(Recorded data)
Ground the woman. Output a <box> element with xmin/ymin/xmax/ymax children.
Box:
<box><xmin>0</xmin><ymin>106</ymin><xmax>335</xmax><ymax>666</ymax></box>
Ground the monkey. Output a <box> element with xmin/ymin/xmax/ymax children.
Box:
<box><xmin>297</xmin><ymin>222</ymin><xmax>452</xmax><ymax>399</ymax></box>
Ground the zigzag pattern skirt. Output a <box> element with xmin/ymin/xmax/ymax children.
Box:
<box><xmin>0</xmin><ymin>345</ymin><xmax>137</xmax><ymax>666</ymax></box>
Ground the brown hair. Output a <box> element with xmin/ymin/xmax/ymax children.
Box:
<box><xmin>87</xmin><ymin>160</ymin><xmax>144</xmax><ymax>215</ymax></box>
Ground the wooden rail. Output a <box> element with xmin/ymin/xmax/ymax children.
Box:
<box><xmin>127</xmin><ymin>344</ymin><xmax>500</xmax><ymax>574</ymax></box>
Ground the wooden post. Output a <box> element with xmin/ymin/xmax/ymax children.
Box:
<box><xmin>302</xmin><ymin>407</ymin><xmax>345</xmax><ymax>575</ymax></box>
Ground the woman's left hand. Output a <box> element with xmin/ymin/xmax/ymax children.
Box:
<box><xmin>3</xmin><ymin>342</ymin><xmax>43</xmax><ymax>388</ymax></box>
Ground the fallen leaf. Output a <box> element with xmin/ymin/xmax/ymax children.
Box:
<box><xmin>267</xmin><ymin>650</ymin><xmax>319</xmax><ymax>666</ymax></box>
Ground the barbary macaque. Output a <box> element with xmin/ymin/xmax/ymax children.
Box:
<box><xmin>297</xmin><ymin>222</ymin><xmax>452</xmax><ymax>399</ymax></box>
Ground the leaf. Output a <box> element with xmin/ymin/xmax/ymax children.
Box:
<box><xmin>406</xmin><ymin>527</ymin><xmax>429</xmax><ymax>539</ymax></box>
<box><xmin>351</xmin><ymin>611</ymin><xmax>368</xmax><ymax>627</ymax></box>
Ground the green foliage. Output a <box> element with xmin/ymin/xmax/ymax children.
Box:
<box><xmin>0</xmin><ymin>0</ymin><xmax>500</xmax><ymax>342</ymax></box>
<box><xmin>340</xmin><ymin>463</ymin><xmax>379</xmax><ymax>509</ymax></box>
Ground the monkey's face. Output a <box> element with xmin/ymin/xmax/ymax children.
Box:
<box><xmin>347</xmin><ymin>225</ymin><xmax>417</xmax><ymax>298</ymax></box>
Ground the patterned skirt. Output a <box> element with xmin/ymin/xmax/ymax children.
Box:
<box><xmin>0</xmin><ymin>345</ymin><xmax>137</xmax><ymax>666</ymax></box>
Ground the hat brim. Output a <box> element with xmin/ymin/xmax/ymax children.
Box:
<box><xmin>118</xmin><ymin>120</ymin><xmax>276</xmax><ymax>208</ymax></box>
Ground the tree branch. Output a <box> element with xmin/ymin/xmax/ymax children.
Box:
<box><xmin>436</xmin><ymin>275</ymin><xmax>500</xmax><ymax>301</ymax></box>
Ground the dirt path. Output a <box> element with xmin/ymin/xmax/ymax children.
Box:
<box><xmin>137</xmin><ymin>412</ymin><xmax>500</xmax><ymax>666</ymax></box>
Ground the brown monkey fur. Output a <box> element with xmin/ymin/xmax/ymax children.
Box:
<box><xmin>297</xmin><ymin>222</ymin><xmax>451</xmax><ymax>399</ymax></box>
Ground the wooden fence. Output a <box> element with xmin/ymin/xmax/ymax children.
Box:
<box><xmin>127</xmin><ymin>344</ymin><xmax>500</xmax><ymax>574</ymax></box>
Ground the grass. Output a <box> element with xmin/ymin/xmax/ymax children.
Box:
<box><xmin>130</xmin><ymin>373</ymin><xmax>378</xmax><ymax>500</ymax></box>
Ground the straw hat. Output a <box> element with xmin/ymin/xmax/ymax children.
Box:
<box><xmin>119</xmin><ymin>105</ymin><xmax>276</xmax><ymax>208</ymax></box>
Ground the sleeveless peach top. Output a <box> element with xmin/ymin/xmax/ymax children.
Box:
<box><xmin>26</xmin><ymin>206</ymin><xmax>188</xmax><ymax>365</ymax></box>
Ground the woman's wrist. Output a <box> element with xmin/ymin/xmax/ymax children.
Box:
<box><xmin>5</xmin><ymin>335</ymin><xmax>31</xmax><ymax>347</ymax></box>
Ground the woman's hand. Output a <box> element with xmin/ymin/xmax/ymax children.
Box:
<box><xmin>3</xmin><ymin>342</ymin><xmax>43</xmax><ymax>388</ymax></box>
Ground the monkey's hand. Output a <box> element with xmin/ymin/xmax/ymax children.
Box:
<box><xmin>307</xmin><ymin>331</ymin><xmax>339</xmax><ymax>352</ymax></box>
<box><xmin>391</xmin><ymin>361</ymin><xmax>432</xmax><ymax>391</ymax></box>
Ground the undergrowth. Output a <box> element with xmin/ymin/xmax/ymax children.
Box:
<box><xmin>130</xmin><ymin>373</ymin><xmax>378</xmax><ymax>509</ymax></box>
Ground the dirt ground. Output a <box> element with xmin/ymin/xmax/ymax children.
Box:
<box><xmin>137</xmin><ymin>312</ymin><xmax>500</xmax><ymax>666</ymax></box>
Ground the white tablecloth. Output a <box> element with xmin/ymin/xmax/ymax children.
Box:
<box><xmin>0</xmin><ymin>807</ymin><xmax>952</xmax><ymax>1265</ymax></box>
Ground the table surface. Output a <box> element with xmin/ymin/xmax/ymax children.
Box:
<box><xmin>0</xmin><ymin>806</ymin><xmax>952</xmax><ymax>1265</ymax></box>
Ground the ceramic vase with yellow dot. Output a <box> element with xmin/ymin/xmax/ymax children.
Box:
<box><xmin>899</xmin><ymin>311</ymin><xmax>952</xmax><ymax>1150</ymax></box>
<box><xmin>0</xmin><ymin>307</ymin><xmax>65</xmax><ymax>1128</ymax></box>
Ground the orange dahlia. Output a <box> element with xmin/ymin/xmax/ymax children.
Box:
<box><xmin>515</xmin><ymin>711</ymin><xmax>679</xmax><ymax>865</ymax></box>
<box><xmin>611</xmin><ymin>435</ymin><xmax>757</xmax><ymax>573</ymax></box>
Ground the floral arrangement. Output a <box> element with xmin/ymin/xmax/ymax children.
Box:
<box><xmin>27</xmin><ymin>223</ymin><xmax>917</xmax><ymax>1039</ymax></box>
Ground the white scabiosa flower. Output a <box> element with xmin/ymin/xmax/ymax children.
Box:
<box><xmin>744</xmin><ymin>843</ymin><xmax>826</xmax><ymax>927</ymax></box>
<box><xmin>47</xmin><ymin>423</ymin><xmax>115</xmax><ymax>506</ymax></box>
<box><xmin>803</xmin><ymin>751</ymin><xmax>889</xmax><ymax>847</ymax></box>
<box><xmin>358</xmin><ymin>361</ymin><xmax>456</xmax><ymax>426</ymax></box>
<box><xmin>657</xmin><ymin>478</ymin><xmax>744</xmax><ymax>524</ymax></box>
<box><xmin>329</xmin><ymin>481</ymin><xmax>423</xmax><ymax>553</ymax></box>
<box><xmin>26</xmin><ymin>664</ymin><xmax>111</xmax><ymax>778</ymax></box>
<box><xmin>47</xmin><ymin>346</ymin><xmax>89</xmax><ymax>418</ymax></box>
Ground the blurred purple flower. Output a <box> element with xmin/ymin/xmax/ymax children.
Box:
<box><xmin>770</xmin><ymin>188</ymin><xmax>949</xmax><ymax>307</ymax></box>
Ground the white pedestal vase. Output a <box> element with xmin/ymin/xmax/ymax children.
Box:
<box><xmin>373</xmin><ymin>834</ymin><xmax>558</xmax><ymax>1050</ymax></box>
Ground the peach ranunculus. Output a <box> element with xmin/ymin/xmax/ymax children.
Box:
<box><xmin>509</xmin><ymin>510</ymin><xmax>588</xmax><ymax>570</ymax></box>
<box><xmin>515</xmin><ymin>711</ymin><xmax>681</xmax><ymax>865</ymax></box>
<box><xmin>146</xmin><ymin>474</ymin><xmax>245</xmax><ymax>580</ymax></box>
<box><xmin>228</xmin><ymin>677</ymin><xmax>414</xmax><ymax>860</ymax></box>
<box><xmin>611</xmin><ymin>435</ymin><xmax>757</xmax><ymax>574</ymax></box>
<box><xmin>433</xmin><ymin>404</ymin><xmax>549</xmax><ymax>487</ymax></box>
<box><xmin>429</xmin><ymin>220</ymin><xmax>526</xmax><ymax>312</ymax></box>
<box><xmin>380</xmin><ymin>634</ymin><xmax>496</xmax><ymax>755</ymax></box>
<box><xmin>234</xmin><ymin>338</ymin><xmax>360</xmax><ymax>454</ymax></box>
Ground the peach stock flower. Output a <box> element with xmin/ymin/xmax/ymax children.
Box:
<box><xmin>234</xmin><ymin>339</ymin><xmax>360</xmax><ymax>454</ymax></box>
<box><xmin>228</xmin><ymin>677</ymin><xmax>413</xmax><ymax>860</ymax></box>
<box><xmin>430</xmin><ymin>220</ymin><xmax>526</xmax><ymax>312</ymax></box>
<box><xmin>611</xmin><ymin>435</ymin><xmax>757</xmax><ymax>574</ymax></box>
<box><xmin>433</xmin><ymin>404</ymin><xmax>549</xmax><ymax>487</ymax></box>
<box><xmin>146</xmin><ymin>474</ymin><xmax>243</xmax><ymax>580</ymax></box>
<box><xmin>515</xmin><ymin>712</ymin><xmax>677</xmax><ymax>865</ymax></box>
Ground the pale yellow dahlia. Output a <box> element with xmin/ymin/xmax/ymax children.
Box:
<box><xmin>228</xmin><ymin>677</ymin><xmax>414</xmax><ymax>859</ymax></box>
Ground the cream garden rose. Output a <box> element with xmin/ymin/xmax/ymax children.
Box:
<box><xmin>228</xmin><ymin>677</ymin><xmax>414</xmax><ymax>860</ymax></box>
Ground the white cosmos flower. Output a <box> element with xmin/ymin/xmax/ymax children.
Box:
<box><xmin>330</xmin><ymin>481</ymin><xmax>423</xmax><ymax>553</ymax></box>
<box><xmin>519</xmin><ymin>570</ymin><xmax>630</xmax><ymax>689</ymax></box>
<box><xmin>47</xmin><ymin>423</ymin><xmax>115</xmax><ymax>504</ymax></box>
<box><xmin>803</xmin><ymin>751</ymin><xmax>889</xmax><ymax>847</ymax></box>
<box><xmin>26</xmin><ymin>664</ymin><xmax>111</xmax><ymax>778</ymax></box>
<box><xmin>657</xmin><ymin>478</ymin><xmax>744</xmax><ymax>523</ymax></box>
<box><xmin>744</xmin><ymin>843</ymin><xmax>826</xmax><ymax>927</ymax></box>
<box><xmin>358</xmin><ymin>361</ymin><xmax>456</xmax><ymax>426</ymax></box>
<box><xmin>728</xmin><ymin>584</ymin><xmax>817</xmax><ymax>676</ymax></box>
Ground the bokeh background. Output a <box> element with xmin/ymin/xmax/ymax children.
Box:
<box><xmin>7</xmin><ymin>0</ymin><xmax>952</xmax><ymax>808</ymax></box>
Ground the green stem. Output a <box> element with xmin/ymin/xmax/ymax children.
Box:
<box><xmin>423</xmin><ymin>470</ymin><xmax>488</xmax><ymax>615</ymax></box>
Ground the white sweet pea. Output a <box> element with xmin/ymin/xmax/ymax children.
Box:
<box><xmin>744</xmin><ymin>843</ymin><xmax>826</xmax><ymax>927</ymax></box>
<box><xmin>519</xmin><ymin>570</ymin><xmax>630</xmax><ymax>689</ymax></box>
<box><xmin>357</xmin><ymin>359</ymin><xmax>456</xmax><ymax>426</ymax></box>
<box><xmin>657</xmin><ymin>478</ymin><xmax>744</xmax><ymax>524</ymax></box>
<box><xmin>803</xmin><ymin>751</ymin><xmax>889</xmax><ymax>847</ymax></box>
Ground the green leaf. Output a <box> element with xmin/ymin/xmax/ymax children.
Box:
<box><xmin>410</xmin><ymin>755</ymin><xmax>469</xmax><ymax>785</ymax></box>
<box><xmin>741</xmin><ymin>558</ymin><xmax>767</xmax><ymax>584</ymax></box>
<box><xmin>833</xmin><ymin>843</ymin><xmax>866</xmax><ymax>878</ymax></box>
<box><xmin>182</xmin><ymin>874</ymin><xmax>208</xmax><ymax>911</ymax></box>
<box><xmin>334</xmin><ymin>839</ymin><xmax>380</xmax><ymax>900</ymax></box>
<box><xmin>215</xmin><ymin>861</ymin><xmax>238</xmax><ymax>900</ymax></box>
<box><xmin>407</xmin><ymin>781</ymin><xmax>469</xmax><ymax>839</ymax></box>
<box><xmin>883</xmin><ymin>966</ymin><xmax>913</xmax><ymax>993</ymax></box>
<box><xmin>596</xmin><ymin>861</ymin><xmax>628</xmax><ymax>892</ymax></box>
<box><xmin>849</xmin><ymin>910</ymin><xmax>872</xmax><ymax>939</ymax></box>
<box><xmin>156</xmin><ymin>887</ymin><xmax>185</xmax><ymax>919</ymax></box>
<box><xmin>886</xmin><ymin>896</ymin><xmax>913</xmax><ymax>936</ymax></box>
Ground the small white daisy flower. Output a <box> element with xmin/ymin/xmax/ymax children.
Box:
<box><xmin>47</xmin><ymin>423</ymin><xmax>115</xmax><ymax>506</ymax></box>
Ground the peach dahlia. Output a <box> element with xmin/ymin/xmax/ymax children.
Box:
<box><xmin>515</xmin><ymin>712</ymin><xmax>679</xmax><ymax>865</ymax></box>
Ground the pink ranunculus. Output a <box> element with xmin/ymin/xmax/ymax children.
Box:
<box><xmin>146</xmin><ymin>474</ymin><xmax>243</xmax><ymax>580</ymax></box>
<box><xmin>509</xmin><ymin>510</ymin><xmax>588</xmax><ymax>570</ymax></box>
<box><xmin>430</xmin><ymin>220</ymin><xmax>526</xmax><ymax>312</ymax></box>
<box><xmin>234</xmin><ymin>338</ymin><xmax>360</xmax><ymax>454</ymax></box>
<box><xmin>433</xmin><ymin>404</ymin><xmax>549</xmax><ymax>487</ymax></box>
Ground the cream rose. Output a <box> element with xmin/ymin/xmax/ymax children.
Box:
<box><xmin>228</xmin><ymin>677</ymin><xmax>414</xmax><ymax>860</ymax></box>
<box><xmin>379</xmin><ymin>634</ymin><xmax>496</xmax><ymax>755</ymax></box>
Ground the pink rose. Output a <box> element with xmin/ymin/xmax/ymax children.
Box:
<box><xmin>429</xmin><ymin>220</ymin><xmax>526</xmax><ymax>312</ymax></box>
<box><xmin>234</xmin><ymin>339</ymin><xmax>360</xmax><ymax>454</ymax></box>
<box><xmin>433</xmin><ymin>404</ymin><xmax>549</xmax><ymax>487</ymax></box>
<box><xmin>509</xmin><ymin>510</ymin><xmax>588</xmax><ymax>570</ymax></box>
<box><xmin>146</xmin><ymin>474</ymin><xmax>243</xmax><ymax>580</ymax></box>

SET PROBLEM: Reproduce exactly the lines from the one with "Ground the pink ranunculus." through the end of the entries above, both ends included.

TASK OUTPUT:
Ground the pink ranunculus. Output a <box> element with xmin/ymin/xmax/ymax children.
Box:
<box><xmin>146</xmin><ymin>474</ymin><xmax>243</xmax><ymax>580</ymax></box>
<box><xmin>509</xmin><ymin>510</ymin><xmax>588</xmax><ymax>570</ymax></box>
<box><xmin>430</xmin><ymin>220</ymin><xmax>526</xmax><ymax>312</ymax></box>
<box><xmin>234</xmin><ymin>338</ymin><xmax>360</xmax><ymax>454</ymax></box>
<box><xmin>433</xmin><ymin>404</ymin><xmax>549</xmax><ymax>487</ymax></box>
Ground the cream rose. Output a <box> element with xmin/ymin/xmax/ymax children.
Box:
<box><xmin>228</xmin><ymin>677</ymin><xmax>414</xmax><ymax>860</ymax></box>
<box><xmin>379</xmin><ymin>634</ymin><xmax>496</xmax><ymax>755</ymax></box>
Ground the pink rose. Output a <box> element with xmin/ymin/xmax/ymax children.
Box:
<box><xmin>429</xmin><ymin>220</ymin><xmax>526</xmax><ymax>312</ymax></box>
<box><xmin>234</xmin><ymin>339</ymin><xmax>360</xmax><ymax>454</ymax></box>
<box><xmin>433</xmin><ymin>404</ymin><xmax>549</xmax><ymax>487</ymax></box>
<box><xmin>509</xmin><ymin>510</ymin><xmax>588</xmax><ymax>570</ymax></box>
<box><xmin>146</xmin><ymin>474</ymin><xmax>243</xmax><ymax>580</ymax></box>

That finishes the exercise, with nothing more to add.